Néanmoins, Anselm Jappe pointe quelques limites à cette bouillie réactionnaire. Dufour reste nostalgique du capitalisme fordiste avec ses bons vieux patrons à l’ancienne. Mais les dérives néolibérales récentes découlent de phénomènes plus anciens qui existent dans le capitalisme. Le travail, l’école, la famille, la religion et le patriarcat sont valorisés par ces auteurs. Ce discours propose de se soumettre aux contraintes sociales et défend le principe de réalité au détriment du principe de plaisir. Seule la routine du quotidien semble échapper au narcissisme tandis que les utopies révolutionnaires sont condamnées.
Dans Le nouvel esprit du capitalisme, Luc Boltanski et Eve Chiapello évoquent les justifications qui permettent l’acceptation de l’ordre social. Ces auteurs distinguent la critique artiste de la critique sociale. « La critique de la hiérarchie et de la surveillance est ainsi détachée de la critique de l’aliénation marchande », résume Anselm Jappe.
Le sociologue Alain Ehrenberg observe une individualisation des sociétés, à travers l’influence du coaching. La vie n’est plus perçue comme un destin collectif mais uniquement comme un parcours individuel. Il faut désormais savoir se vendre et communiquer. « Ce ne sont pas seulement les capacités professionnelles, mais la personnalité toute entière que l’individu doit vendre, et il lui faut consacrer beaucoup d’énergie à la rendre apte à trouver des acheteurs », résume Anselm Jappe. Le culte de la jouissance s’accompagne d’une injonction à la performance.
Le livre d’Anselm Jappe ne propose rien de bien nouveau. Mais il présente les théories critiques de la société libérale. Il propose une synthèse du courant de la critique de la valeur. Loin de se limiter à une critique du système économique, Anselm Jappe analyse l’emprise de la logique marchande sur tous les aspects de la vie. Anselm Jappe présente et discute différentes théories critiques du capitalisme néolibéral. Il leur reproche surtout leur approche réformiste. De Boltanski à Dufour, ce sont surtout les aspects les plus récents du capitalisme qui sont remis en cause. Mais la logique marchande et les fondements de l’économie ne sont jamais dénoncés.
Mais cette critique essentielle ne suffit pas. Anselm Jappe semble bien trop complaisant à l’égard de théories largement réactionnaires. Dufour, Lasch ou Michéa ne se contentent pas de valoriser un capitalisme fordiste. Ils veulent revenir aux communautés traditionnelles avec leurs structures patriarcales et leur contrôle social. Il n’est donc pas possible de se référer à ces auteurs dans une perspective émancipatrice.
Anselm Jappe y puise malgré tout une critique de l’atomisation de la société avec le règne du narcissisme. Mais cette critique de l’artificialisation de la vie respire la mode réactionnaire. Si le romantisme révolutionnaire critique la modernité pour inventer une nouvelle société, le romantisme réactionnaire se tourne vers un passé idéalisé. Anselm Jappe peut pointer cette limite, mais elle ne semble pas suffisante à ces yeux pour discréditer des auteurs proches de l’extrême droite.

TRAVAIL À FAIRE →
1 > Recopiez le passage de l'extrait sur le livre d'Anselm Jappe qui va de « Mais cette critique essentielle » à « une perspective émancipatrice. ».
2 > Pour chacune des affirmations suivantes sur l'extrait consacré au livre d'Anselm Jappe, répondez par oui ou par non et citez les mots de l'extrait qui tranchent. (a) Alain Ehrenberg observe une individualisation des sociétés à travers l'influence du coaching. (b) Le livre d'Anselm Jappe apporte des idées entièrement nouvelles. (c) Dufour, Lasch ou Michéa se contentent de valoriser un capitalisme fordiste.

ENTRÉES RÉPERTORIÉES →
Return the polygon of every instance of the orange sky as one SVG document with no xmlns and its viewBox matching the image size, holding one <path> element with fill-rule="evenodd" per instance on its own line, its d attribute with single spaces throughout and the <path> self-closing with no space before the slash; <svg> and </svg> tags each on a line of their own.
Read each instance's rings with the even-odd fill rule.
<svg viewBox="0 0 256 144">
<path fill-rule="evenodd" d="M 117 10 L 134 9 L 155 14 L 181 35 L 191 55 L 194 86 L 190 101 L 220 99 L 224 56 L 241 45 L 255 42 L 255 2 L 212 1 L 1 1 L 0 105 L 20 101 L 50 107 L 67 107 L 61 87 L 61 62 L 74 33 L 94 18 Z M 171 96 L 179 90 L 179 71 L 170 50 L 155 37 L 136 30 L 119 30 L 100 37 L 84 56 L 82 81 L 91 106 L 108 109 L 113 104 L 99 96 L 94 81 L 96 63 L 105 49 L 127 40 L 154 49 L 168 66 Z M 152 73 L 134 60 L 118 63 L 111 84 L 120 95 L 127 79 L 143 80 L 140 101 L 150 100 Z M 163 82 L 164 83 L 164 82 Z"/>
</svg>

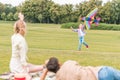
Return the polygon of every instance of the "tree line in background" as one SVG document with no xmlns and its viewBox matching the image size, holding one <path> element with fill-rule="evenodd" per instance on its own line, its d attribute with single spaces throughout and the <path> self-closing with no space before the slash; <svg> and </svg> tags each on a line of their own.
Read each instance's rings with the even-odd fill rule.
<svg viewBox="0 0 120 80">
<path fill-rule="evenodd" d="M 99 8 L 96 17 L 102 23 L 120 24 L 120 0 L 112 0 L 102 5 L 102 0 L 89 0 L 76 5 L 59 5 L 52 0 L 26 0 L 22 5 L 13 7 L 0 3 L 0 20 L 17 20 L 18 12 L 23 12 L 25 20 L 33 23 L 78 22 L 95 7 Z"/>
</svg>

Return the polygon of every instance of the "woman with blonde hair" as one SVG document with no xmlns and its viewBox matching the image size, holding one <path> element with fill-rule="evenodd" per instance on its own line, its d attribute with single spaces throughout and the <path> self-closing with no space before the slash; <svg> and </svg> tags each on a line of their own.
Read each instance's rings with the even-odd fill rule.
<svg viewBox="0 0 120 80">
<path fill-rule="evenodd" d="M 28 46 L 25 40 L 26 23 L 24 15 L 19 13 L 19 20 L 15 22 L 12 40 L 12 55 L 10 71 L 15 74 L 25 74 L 26 80 L 31 80 L 29 73 L 43 70 L 43 65 L 33 65 L 27 62 Z"/>
</svg>

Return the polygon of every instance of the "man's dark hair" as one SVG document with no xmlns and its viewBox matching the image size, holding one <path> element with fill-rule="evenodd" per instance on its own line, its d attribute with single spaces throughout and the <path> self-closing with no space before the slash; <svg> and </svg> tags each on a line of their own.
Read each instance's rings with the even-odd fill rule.
<svg viewBox="0 0 120 80">
<path fill-rule="evenodd" d="M 47 67 L 48 71 L 56 73 L 60 68 L 58 59 L 55 57 L 51 57 L 46 65 L 46 67 Z"/>
</svg>

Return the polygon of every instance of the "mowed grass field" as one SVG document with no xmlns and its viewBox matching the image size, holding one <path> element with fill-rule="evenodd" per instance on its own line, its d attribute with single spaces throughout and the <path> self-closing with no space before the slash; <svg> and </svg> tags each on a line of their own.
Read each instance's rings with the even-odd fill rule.
<svg viewBox="0 0 120 80">
<path fill-rule="evenodd" d="M 0 21 L 0 73 L 9 71 L 11 36 L 14 22 Z M 86 30 L 85 41 L 78 51 L 77 33 L 56 24 L 27 23 L 28 62 L 43 64 L 50 57 L 60 62 L 76 60 L 82 66 L 112 66 L 120 69 L 120 31 Z"/>
</svg>

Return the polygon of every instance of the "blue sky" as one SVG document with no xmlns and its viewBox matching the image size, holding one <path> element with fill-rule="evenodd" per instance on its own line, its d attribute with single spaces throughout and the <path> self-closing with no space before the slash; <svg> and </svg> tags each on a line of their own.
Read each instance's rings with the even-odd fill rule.
<svg viewBox="0 0 120 80">
<path fill-rule="evenodd" d="M 4 4 L 12 4 L 13 6 L 17 6 L 19 4 L 21 4 L 22 2 L 24 2 L 25 0 L 0 0 L 0 2 L 4 3 Z M 82 1 L 85 1 L 85 0 L 52 0 L 54 1 L 55 3 L 58 3 L 58 4 L 66 4 L 66 3 L 70 3 L 70 4 L 78 4 Z M 86 0 L 88 1 L 88 0 Z M 109 0 L 103 0 L 103 2 L 107 2 Z"/>
</svg>

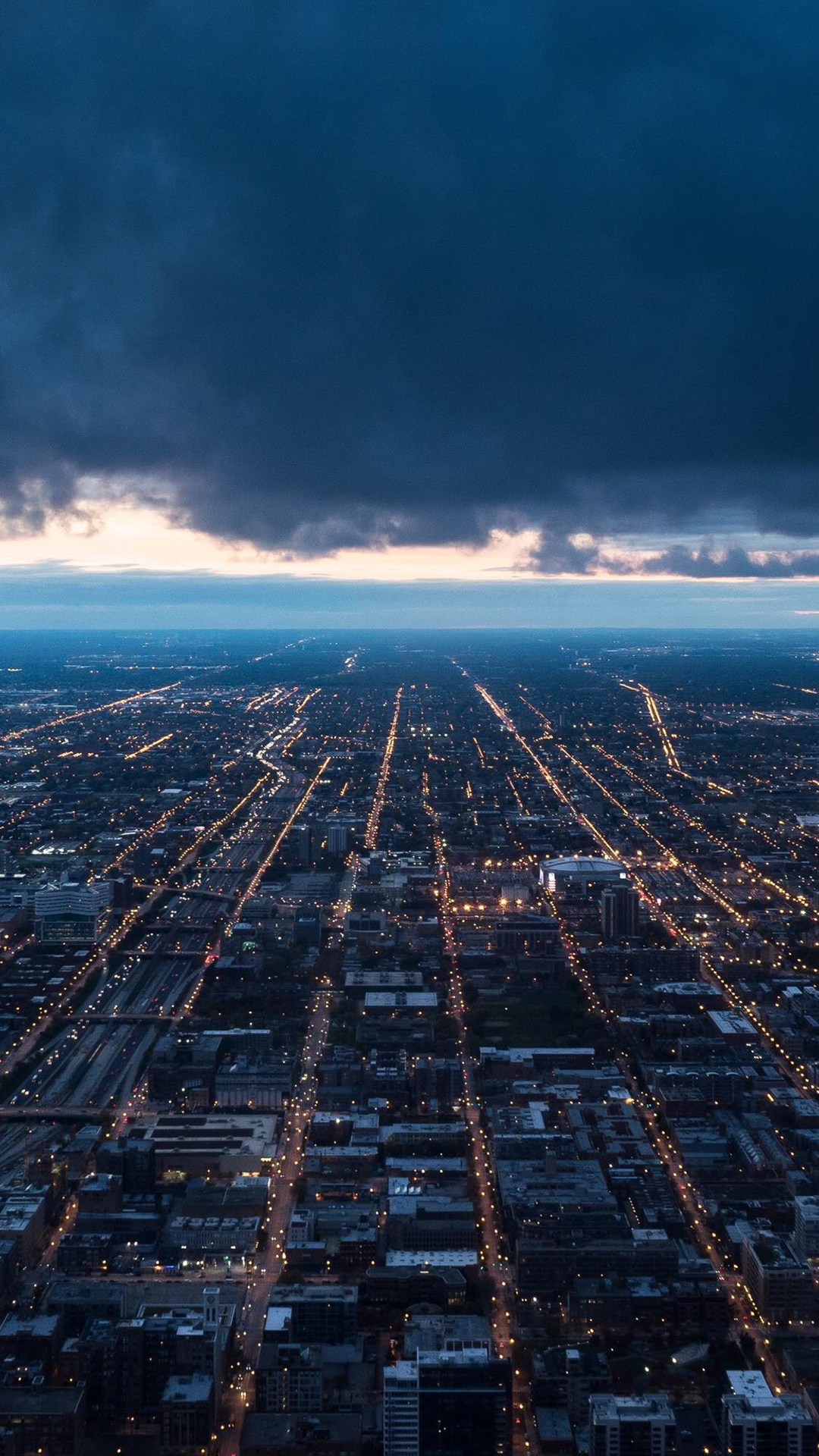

RÉPONSES PAR TÂCHE →
1 >
Mais cette critique essentielle ne suffit pas. Anselm Jappe semble bien trop complaisant à l’égard de théories largement réactionnaires. Dufour, Lasch ou Michéa ne se contentent pas de valoriser un capitalisme fordiste. Ils veulent revenir aux communautés traditionnelles avec leurs structures patriarcales et leur contrôle social. Il n’est donc pas possible de se référer à ces auteurs dans une perspective émancipatrice.

2 >
(a) Oui : « Le sociologue Alain Ehrenberg observe une individualisation des sociétés, à travers l’influence du coaching. »
(b) Non : « Le livre d’Anselm Jappe ne propose rien de bien nouveau. »
(c) Non : « Dufour, Lasch ou Michéa ne se contentent pas de valoriser un capitalisme fordiste. »